##### Source records

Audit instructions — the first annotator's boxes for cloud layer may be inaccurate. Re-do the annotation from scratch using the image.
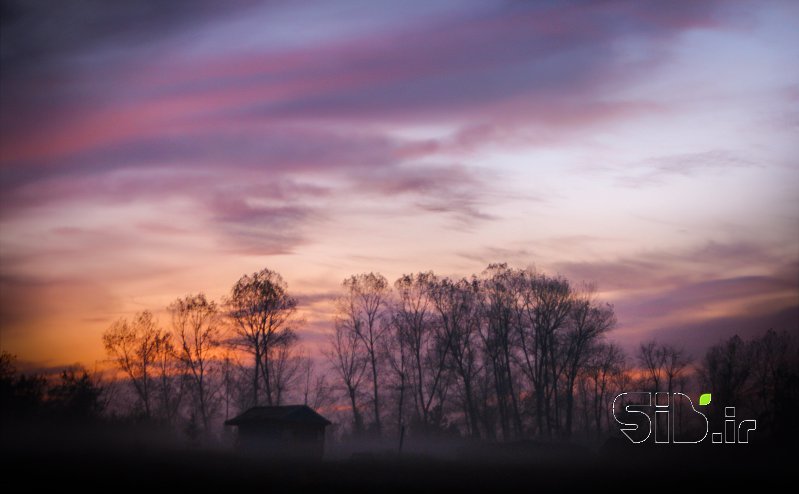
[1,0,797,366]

##########
##### Source records

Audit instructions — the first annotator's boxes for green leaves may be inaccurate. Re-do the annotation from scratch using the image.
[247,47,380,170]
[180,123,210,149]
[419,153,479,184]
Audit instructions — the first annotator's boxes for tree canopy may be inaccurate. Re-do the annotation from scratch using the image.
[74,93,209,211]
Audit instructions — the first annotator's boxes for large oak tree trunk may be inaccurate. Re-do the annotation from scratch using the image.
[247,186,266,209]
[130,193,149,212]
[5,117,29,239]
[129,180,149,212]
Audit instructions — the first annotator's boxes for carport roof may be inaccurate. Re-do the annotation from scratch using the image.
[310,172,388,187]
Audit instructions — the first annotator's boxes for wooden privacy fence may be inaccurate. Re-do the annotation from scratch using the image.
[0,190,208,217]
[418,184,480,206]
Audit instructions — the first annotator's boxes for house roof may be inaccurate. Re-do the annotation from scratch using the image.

##########
##### Source records

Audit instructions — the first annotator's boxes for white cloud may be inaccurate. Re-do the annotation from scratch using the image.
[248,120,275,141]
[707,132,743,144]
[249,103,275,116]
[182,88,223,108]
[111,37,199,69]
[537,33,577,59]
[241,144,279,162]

##########

Problem statement: Print again the lines of the entries above that fall between the line holding "Audit instructions — the first annotator's boxes for wooden" and the line holding "Audit instructions — the first annotator's boxes for house", inclusive, exactly as they stand.

Exercise response:
Audit instructions — the first annotator's boxes for wooden privacy fence may be inaccurate. Re-do the annotation from scratch using the image.
[0,190,208,217]
[418,184,480,206]
Audit instructions — the first annotator's boxes for house roof may be inaccurate. Re-do the annotation from scratch using the image.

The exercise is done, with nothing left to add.